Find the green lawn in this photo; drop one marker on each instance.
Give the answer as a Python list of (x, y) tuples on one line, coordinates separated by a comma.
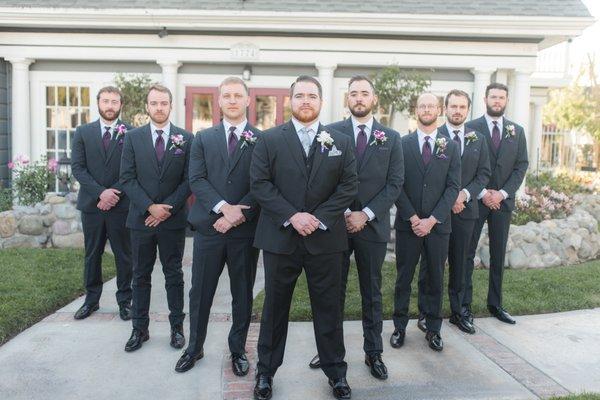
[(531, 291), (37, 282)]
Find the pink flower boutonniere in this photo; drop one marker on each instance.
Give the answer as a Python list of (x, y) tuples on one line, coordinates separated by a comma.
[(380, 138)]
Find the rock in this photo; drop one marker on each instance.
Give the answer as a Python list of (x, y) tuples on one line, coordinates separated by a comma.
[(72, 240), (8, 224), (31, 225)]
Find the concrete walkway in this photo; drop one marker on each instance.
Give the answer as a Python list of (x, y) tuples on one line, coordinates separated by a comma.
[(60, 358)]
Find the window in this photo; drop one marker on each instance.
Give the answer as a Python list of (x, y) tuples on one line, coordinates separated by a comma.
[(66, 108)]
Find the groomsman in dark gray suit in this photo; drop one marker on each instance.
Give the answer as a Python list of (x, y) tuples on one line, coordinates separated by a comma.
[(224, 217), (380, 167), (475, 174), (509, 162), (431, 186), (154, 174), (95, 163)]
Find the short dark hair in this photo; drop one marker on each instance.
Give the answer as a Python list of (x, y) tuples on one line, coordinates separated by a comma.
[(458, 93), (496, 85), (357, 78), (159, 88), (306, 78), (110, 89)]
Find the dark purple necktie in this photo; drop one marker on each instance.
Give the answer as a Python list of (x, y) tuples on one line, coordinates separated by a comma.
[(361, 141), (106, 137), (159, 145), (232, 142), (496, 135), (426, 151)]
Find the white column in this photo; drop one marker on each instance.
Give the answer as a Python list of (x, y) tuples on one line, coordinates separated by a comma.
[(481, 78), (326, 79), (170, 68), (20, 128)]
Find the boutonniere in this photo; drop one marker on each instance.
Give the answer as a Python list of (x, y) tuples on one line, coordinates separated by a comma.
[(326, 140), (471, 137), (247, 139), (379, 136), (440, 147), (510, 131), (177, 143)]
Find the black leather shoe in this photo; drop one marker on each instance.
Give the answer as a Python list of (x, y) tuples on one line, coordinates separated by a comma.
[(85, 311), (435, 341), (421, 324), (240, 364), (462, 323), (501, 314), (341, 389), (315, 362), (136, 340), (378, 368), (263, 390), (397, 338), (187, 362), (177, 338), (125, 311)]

============

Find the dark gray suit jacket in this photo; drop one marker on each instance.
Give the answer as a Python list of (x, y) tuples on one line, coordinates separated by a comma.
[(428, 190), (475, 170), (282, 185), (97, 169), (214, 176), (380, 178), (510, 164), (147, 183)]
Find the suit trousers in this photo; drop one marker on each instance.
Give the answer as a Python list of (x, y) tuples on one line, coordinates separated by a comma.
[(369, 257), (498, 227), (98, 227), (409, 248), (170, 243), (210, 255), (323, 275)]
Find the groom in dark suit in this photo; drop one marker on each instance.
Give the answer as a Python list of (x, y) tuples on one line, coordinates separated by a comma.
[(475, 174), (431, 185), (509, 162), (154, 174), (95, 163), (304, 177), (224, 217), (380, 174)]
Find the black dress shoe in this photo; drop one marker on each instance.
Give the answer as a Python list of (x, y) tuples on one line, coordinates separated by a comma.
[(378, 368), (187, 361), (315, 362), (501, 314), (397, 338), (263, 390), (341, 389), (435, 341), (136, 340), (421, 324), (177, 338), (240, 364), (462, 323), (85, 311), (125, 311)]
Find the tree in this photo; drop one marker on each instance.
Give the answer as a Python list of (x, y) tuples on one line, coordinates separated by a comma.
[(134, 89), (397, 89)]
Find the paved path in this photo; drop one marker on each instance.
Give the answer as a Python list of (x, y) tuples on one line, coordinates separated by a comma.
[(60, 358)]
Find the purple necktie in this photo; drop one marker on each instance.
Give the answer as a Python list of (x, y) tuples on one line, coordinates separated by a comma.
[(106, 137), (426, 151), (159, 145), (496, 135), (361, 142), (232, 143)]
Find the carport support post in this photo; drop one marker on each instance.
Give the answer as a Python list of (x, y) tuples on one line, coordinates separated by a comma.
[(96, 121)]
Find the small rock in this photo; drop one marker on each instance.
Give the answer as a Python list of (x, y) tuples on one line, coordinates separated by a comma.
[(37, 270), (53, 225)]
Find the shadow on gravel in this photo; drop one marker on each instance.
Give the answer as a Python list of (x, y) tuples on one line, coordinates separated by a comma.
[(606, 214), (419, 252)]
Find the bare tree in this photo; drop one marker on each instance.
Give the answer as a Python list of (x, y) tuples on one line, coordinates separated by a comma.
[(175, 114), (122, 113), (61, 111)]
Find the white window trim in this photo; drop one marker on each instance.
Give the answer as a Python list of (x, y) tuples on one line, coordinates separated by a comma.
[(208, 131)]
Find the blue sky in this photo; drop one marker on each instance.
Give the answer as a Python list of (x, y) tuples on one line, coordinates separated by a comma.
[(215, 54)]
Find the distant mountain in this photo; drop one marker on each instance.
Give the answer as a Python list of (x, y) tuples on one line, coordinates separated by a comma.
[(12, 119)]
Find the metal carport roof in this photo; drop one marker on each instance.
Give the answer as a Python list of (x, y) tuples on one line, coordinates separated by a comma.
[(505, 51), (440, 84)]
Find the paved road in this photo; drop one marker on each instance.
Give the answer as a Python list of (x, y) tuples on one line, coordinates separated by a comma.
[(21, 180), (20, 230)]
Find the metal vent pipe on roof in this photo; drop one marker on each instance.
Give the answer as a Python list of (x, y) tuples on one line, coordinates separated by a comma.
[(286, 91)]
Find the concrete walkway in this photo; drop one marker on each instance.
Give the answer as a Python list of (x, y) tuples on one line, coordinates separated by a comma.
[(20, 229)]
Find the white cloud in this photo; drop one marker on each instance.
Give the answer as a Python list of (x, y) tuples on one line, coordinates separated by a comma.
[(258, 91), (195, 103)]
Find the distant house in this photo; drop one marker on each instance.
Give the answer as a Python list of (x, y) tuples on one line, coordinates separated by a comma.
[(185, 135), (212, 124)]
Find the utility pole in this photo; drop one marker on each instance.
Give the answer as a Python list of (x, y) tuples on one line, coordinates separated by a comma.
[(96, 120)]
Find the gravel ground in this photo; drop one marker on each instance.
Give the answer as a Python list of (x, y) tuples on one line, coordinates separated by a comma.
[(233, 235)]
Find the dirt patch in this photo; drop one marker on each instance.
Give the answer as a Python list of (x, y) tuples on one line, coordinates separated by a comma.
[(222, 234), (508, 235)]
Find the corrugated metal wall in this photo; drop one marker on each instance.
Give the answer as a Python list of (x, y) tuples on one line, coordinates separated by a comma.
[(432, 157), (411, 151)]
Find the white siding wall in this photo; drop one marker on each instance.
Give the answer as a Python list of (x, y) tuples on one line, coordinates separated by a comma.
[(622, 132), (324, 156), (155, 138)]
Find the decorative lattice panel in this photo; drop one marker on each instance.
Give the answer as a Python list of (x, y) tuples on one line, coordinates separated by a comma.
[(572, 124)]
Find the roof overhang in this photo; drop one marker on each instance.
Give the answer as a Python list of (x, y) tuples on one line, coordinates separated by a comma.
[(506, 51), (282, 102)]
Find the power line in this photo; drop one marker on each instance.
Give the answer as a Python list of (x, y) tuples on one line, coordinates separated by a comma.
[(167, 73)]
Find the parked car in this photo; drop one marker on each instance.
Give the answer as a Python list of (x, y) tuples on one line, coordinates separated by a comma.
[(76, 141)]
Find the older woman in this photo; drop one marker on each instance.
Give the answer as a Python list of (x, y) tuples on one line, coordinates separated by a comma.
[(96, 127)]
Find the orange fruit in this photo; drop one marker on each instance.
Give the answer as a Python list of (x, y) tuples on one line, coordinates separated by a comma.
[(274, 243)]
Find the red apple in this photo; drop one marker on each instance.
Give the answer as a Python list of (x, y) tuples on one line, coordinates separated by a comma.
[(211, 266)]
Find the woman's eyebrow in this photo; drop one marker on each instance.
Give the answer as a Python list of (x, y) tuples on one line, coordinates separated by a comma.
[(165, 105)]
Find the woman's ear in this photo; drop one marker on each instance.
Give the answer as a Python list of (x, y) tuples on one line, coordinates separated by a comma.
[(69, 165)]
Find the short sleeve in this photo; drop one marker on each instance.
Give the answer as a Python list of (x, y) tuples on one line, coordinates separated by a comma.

============

Look through the entries for lines containing the word "suit" and return each one.

- **Reply to the exercise**
Find the groomsman in dark gray suit in this photo; drop one marker on each instance.
Find the dark gray suit jacket in this photo; drop one marker on each instance.
Find the suit trousers in this photo; drop one marker on each instance.
Find the groom in dark suit in this photo; drop one marker on each instance.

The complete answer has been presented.